* [Material for the task]
---*---

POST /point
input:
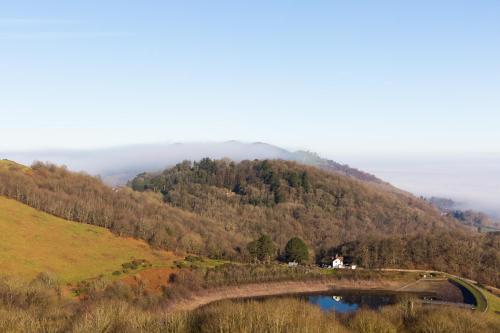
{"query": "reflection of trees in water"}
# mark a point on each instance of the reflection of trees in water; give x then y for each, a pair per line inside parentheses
(372, 301)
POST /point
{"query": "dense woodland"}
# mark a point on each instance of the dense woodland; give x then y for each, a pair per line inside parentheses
(217, 208)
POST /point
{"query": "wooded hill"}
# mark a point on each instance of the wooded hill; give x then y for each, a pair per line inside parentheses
(215, 208)
(378, 226)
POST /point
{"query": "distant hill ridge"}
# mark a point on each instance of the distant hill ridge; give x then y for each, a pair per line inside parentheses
(216, 207)
(118, 165)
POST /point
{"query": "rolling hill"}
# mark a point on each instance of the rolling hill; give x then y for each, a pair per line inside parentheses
(154, 157)
(216, 207)
(32, 242)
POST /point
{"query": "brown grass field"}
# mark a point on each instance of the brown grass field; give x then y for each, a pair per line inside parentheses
(32, 242)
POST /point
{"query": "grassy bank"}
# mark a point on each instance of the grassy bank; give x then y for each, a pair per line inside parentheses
(481, 301)
(32, 242)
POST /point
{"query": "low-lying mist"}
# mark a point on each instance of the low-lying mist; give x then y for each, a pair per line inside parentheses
(471, 180)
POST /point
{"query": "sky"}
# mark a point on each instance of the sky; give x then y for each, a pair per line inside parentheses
(336, 77)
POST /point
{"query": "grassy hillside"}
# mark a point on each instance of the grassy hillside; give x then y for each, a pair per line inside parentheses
(32, 242)
(215, 208)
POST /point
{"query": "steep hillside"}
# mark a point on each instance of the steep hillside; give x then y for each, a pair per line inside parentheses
(32, 242)
(154, 157)
(216, 208)
(286, 198)
(332, 212)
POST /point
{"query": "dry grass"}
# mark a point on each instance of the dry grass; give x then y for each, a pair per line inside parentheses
(32, 242)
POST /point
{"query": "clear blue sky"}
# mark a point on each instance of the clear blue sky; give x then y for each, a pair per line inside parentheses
(330, 76)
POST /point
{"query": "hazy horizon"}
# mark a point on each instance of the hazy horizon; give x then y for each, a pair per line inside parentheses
(408, 91)
(472, 180)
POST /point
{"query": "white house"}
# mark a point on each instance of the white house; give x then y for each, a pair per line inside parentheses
(338, 262)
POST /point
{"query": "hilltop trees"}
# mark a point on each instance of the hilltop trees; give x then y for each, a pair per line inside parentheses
(296, 250)
(262, 249)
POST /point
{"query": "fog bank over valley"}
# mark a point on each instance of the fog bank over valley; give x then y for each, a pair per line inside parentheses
(471, 180)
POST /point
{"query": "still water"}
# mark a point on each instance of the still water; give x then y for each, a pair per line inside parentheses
(348, 301)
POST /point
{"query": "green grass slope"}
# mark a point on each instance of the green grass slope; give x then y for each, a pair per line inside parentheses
(32, 242)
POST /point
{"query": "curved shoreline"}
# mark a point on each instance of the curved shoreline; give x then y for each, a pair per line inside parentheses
(279, 288)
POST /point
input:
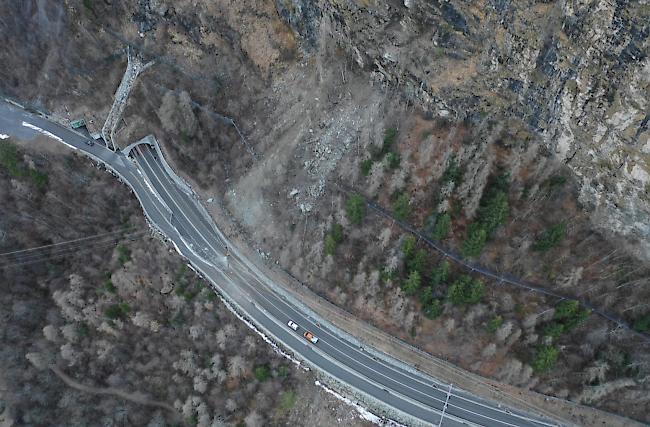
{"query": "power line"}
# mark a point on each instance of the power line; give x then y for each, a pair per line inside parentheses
(26, 256)
(63, 252)
(58, 256)
(63, 243)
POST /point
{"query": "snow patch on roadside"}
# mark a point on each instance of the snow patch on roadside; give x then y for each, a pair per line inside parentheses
(363, 412)
(49, 134)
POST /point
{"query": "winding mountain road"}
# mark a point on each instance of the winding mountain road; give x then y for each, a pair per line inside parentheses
(386, 385)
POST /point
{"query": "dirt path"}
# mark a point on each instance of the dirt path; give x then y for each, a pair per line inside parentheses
(564, 411)
(136, 397)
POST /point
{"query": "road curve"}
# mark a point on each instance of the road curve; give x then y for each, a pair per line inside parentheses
(390, 388)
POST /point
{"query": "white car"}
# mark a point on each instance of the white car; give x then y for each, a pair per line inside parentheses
(293, 325)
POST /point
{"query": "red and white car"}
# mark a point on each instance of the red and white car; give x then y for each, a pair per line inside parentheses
(293, 325)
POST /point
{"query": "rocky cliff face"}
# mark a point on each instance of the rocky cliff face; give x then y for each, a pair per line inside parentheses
(575, 74)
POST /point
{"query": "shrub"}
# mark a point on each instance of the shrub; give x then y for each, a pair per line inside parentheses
(262, 373)
(330, 244)
(123, 254)
(554, 330)
(110, 287)
(433, 309)
(287, 400)
(442, 226)
(355, 208)
(545, 359)
(426, 296)
(440, 273)
(366, 167)
(412, 283)
(117, 311)
(642, 324)
(475, 240)
(494, 211)
(9, 159)
(570, 314)
(386, 275)
(417, 262)
(550, 238)
(401, 207)
(392, 160)
(465, 290)
(453, 173)
(556, 181)
(39, 179)
(408, 246)
(494, 324)
(283, 371)
(333, 238)
(337, 232)
(83, 330)
(389, 139)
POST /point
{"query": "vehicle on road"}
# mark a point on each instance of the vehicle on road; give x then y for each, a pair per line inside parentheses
(293, 325)
(310, 337)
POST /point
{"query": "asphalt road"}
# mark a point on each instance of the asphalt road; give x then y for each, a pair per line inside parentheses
(179, 217)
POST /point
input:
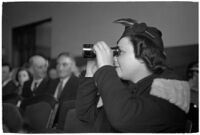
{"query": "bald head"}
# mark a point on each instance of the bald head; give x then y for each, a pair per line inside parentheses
(38, 65)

---*---

* [Goal] Copy the data character for character, but drop all pictures from the copy.

* [Solution to the exercise]
POST /point
input:
{"query": "reflection of trees in water"}
# mark a point on each instance of the reflection of trees in water; give x then y for each, a pair per line inside parentheses
(372, 301)
POST /point
{"query": "dense woodland"}
# mark a point on each instance of the dense woodland; give x then y for each, a pair per line inside parentheses
(217, 208)
POST /point
{"query": "wooded hill"}
# mark a point on each instance of the wooded hill; give x then y for each, a pair per line inside parentheses
(215, 208)
(378, 226)
POST /point
{"query": "distant hill ridge"}
# mark a point on each instance of the distant hill ridge; give x then y for each, a pair per line inside parentheses
(216, 207)
(118, 165)
POST /point
{"query": "rolling hill"}
# mark a point on each instance of the rolling hill; give x then y for each, a pair per line inside parentheses
(154, 157)
(216, 207)
(32, 242)
POST /point
{"query": "brown grass field"}
# mark a point on each instance of the brown grass field; give x then y for each, a pair per line inside parentheses
(32, 242)
POST /point
{"query": "grassy bank"}
# mark a point on each instance of the grassy bank; give x then y for each, a pair per line inside parentheses
(481, 301)
(32, 242)
POST /point
{"query": "low-lying mist"}
# mark a point on each instance of the low-lying mist; give x then y for each, a pair per line inside parentheses
(471, 180)
POST /point
{"query": "sky"}
# mark a point on each instance of the sky; give x then y for each, a pair per line inside parentheses
(336, 77)
POST /point
{"query": "grassy hillside"}
# mark a point on each instance of the grassy hillside; give x then y for each, a pair per line inside parentheses
(32, 242)
(215, 208)
POST /point
{"query": "steep hillside"}
# mark a point on each instance of the steep hillside; give x then y for each, a pair per line inside parentheses
(32, 242)
(154, 157)
(216, 208)
(286, 198)
(332, 212)
POST /point
{"query": "dry grass"}
# mark a point on each instance of the dry grass; give x then y for each, a pair per line inside parentheses
(32, 242)
POST /point
{"query": "clear blue sky"}
# mark a point on each instance of the clear blue sky; give x then y for each, a pair per line inside parentheses
(330, 76)
POST /point
{"query": "hazy horizon"}
# mark a point on each instance of the hazy horizon; give x then y for each, a pair per line inside parentheses
(408, 91)
(472, 180)
POST /point
{"query": "white house"}
# mark a point on each instance of the white house; give x then y for each, a pair per line inside parentheses
(338, 262)
POST /point
{"query": "hilltop trees"}
# mark a point on each instance of the hilltop trees; give x then y for each, a pair per line inside parentheses
(296, 250)
(262, 249)
POST /point
{"query": "fog bank over valley"}
# mark a point on each instance of the fog bank over valley; give x then y for each, a pair per line inside parentheses
(471, 180)
POST /point
{"query": "still water"}
# mark a point on each instance of the still water; give x then y for each, a pair per line inside parentheses
(348, 301)
POST /point
{"query": "green grass slope"}
# mark a point on each instance of the green grass slope; give x then y for each, a pair per line inside parentheses
(32, 242)
POST /point
{"query": "curved shoreline"}
# mark a point on each instance of the curved shoreline; give x then y for each, a pair per line inside parentheses
(279, 288)
POST /point
input:
{"query": "power line"}
# mark a point on each instance of the power line; give x then y for each, a pair per line inside parentheses
(26, 256)
(63, 252)
(58, 256)
(63, 243)
POST /point
{"query": "snow patch on roadside"}
# mark a point on each instance of the snow patch on roadside; give x then y for each, a pair per line inside parentheses
(363, 412)
(49, 134)
POST /point
{"query": "winding mountain road"}
# mark a point on each instance of the winding mountain road; give x then y for each, a pair per line inside parentheses
(386, 385)
POST /point
{"query": "dirt path"}
# mark a point on each instance of the dirt path; give x then y for each, a pair per line inside parentheses
(564, 411)
(136, 397)
POST /point
{"query": "road curve"}
# mark a point on each instance of the road curve; give x then y for each, a pair per line inside parentheses
(390, 388)
POST /point
{"query": "white car"}
# mark a point on each instance of the white car; give x then y for each, a pair per line inside parentheses
(293, 325)
POST /point
{"query": "red and white car"}
# mark a point on each instance of the red and white car; give x then y for each, a pair per line inside parentheses
(293, 325)
POST /point
{"query": "rocky cliff face"}
# mark a point on each instance of the rocky cliff face; give x then y for each, a pair per line inside parentheses
(575, 74)
POST /point
{"query": "shrub"}
# mark a point on each instance of the shrub; give x then y for each, a pair per line inside parentheses
(262, 373)
(330, 244)
(123, 254)
(554, 330)
(110, 287)
(433, 309)
(287, 400)
(442, 226)
(355, 208)
(545, 359)
(426, 296)
(440, 273)
(366, 167)
(412, 283)
(117, 311)
(642, 324)
(475, 240)
(494, 211)
(9, 159)
(570, 314)
(386, 275)
(417, 262)
(550, 238)
(401, 207)
(392, 160)
(465, 290)
(453, 173)
(556, 181)
(39, 179)
(408, 246)
(494, 324)
(283, 371)
(333, 238)
(337, 232)
(83, 330)
(389, 139)
POST /point
{"query": "vehicle on road"}
# mark a point on each instance of the vehicle on road; give x then y for each, a pair per line inside parentheses
(293, 325)
(310, 337)
POST /point
{"query": "asphalt road"}
# mark a point on each instance of the asphalt road; give x then y for each, a pair per line inside parentheses
(179, 217)
POST /point
input:
{"query": "bald head"}
# mark a point on each instance of the bald head; give x then y for each, a pair per line inside parentheses
(38, 65)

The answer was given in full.